**GIVEN EXERCISE**
Rewrite every line of the entries below as a Markdown table with two columns, "Row" for the row number and "Line" for the line itself. Skip blank lines and leave the pictures out.

**INPUT MATERIAL**
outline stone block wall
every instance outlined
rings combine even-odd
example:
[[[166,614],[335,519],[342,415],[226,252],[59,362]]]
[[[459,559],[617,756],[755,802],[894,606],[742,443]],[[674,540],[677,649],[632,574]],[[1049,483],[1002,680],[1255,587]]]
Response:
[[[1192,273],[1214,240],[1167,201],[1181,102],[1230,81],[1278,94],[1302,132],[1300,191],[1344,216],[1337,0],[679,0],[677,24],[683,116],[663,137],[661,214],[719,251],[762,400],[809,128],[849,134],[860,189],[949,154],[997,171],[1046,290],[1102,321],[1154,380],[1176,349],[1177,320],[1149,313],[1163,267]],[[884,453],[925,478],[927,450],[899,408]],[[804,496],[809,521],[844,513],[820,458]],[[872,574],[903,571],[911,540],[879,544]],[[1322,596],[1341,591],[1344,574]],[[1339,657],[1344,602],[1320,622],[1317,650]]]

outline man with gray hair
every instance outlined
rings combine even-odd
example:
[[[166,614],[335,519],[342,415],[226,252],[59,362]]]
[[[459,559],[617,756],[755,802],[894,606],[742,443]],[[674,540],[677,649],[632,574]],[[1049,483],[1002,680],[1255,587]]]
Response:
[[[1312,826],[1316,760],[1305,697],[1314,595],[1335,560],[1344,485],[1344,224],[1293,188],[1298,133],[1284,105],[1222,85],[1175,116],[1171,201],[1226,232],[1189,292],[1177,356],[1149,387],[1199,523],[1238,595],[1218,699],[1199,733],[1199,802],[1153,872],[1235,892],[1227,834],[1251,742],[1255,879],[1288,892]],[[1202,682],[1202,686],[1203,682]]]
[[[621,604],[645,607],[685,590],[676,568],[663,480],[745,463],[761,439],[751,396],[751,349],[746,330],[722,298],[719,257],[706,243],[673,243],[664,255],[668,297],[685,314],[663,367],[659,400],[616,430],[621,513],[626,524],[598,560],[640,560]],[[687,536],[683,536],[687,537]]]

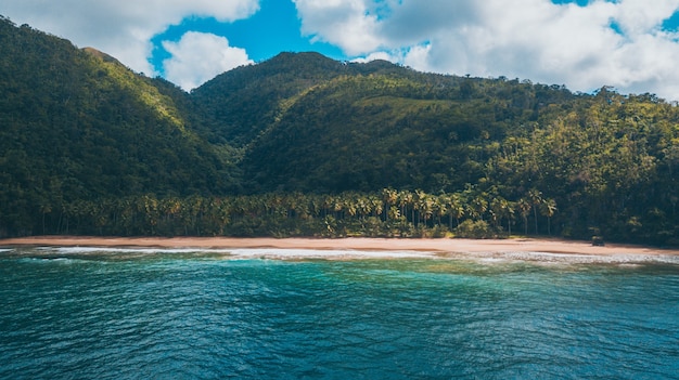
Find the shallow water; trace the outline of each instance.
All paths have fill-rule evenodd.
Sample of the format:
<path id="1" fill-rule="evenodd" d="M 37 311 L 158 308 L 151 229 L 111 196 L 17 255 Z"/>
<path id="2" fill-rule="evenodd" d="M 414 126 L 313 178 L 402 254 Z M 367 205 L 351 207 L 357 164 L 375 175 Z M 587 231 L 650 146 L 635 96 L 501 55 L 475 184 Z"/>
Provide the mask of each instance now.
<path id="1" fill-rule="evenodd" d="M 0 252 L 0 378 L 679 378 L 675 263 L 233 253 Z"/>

**OUTPUT**
| Row | Line |
|---|---|
| 1 | outline stone block wall |
| 2 | every instance outlined |
| 3 | rings combine even-odd |
| 4 | example: |
| 5 | [[[166,614],[335,519],[342,415],[226,252],[59,362]]] |
| 6 | [[[459,559],[617,756],[755,802],[894,606],[742,443]],[[674,540],[677,649],[632,574]],[[1049,483],[1002,680],[1255,587]]] |
| 7 | Response: |
| 8 | [[[1192,273],[1214,240],[1167,201],[1181,102],[1230,81],[1278,94],[1302,132],[1300,191],[1344,216],[1337,0],[679,0],[677,24],[683,116],[663,137],[661,214],[719,251],[762,400],[809,128],[849,134],[860,189],[949,154],[997,171],[1046,290],[1102,321],[1154,380],[1176,349],[1177,320],[1149,313],[1163,267]],[[884,453],[925,478],[927,450],[899,408]],[[804,496],[809,521],[844,513],[820,458]],[[872,574],[903,571],[911,540],[879,544]],[[1322,596],[1341,591],[1344,574]],[[1339,657],[1344,602],[1320,622],[1317,650]]] |
| 9 | outline man with gray hair |
| 10 | every instance outlined |
| 11 | rings combine even-odd |
| 12 | example: |
| 13 | [[[166,614],[335,519],[342,415],[226,252],[59,362]]] |
| 14 | [[[459,559],[617,756],[755,802],[894,606],[742,443]],[[674,540],[677,649],[632,574]],[[1049,483],[1002,680],[1255,587]]] |
| 15 | Response: |
| 16 | [[[1312,826],[1316,760],[1305,697],[1314,595],[1335,560],[1344,485],[1344,224],[1293,188],[1298,133],[1284,105],[1222,85],[1175,116],[1171,201],[1226,232],[1189,292],[1177,356],[1149,387],[1199,523],[1238,595],[1218,699],[1199,733],[1199,802],[1153,872],[1235,892],[1227,834],[1251,742],[1255,879],[1288,892]],[[1202,682],[1202,686],[1203,682]]] |
| 17 | [[[621,604],[645,607],[685,590],[676,568],[663,480],[745,463],[761,439],[751,396],[751,349],[746,330],[722,298],[719,257],[706,243],[673,243],[664,255],[668,297],[685,314],[663,367],[659,400],[616,430],[621,513],[626,524],[598,560],[640,560]],[[687,536],[683,536],[687,537]]] |
| 18 | Find the shallow water; trace the outline of each instance. |
| 19 | All paths have fill-rule evenodd. |
| 20 | Sample of the format: |
| 21 | <path id="1" fill-rule="evenodd" d="M 37 311 L 158 308 L 151 229 L 111 196 L 17 255 Z"/> |
| 22 | <path id="2" fill-rule="evenodd" d="M 414 126 L 313 178 L 402 254 Z M 367 205 L 351 207 L 357 164 L 375 175 Z M 587 231 L 650 146 L 635 96 L 501 55 L 475 184 Z"/> |
| 23 | Provide the mask of each instance now. |
| 24 | <path id="1" fill-rule="evenodd" d="M 0 252 L 0 378 L 679 378 L 675 263 L 233 253 Z"/> |